(TRABAJO PENDIENTE):
1: Enumera todas las cifras escritas con números que aparecen en el fragmento sobre la poesía china e indica a qué se refiere cada una.
2: Prosigue el fragmento sobre la poesía china a partir de su última oración.

(FRAGMENTO DE ORIGEN):
-=-=-
«En qué otro
mundo de cerezas raras/ oí tu voz, en qué planeta lento/ de bronces y de nieve
vi tus ojos... » Estos versos, que pudiera haber firmado yo, los citaba
Luis Mª Ansón en su discurso de ingreso en la Academia. La referencia, tomada
de un diario, los atribuía al poeta Hoang-Ti (a Cui-Ping-Sing, que sería
su amada, deduje, entre paréntesis).
Al llegar a casa revolví por las
estanterías, fatigué bibliotecas, hubiera escrito Borges, tosiendo por el
polvillo de la eternidad, y asedié luego traducciones italianas y francesas, a
ver si las diferentes grafías pudieran hacer de Hoang-Ti: Xuan Yi, o Zi, o
Li... Debía ser 1997, o sea que han pasado 15 años, una generación. Hoy
cualquiera de vds., o sus hijas adolescentes, tecleando estos versos en Google
tardarán apenas 15 segundos en resolver un misterio que a mí me llevó a
extraviarme gozosa e interminablemente en el laberinto de la poesía china,
donde lo que para nosotros hoy es modernidad era ya para ellos tradición hace
3.500 años.
-=-=-
(MATERIAL PROPORCIONADO):
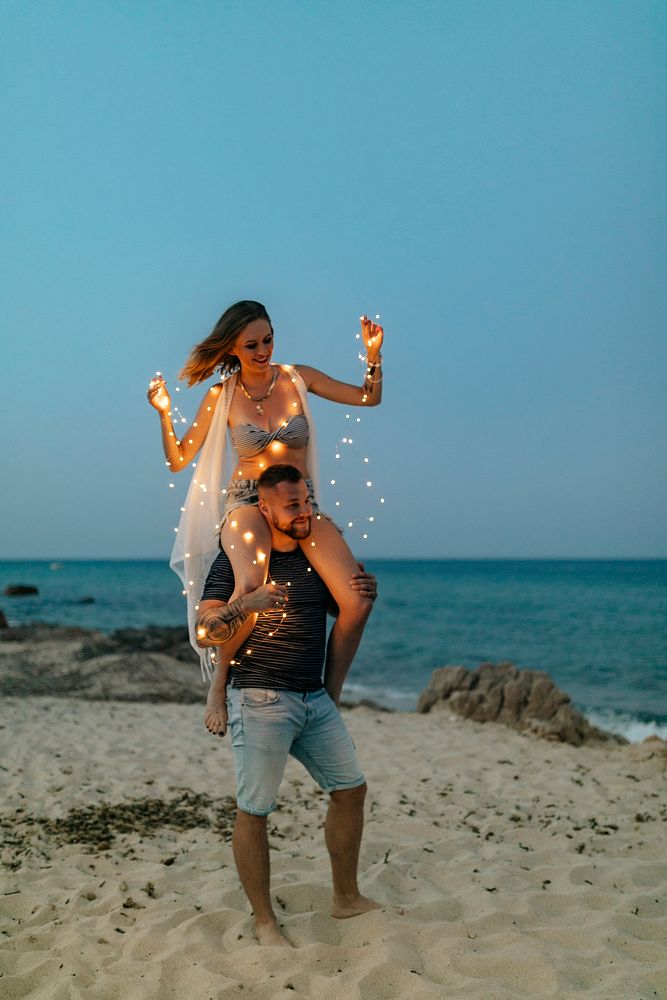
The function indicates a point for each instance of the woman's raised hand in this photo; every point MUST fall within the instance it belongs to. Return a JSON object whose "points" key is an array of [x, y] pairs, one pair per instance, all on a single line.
-=-=-
(RESPUESTAS A TAREAS):
1:
- 1997: el año en que probablemente el autor oyó los versos citados y comenzó su búsqueda.
- 15 años: el tiempo transcurrido desde entonces, una generación.
- 15 segundos: lo que tardaría hoy cualquiera en resolver el misterio tecleando los versos en Google.
- 3.500 años: el tiempo desde el cual lo que hoy es modernidad para nosotros era ya tradición en la poesía china.

2:
Pero no se trataba de un poeta chino
(o sí, quién sabe), sino de uno español: Agustín de Foxá, apenas recordado con
justicia por la novela «Madrid, de corte a checa», y desconocido
injustamente por una obra de teatro en verso: Cui-Ping-Sing, maravillosa
composición velada por los prejuicios, el sectarismo y la estupidez. O sea que
Hoang-Ti era un ente de ficción, un personaje de ese drama, su protagonista...
Y si sé algo más de poesía china, sé
también algo menos del Amor (donde desaprendemos a medida que ganamos en
conocimiento). No pueden vds. perderse algo así: «Agustín de Foxá.
Nostalgia, intimidad y aristocracia». Ahí está Cui-Ping-Sing. Y Hoang-Ti y
su amor imposible. Cuánta belleza, Dios, cuánta belleza...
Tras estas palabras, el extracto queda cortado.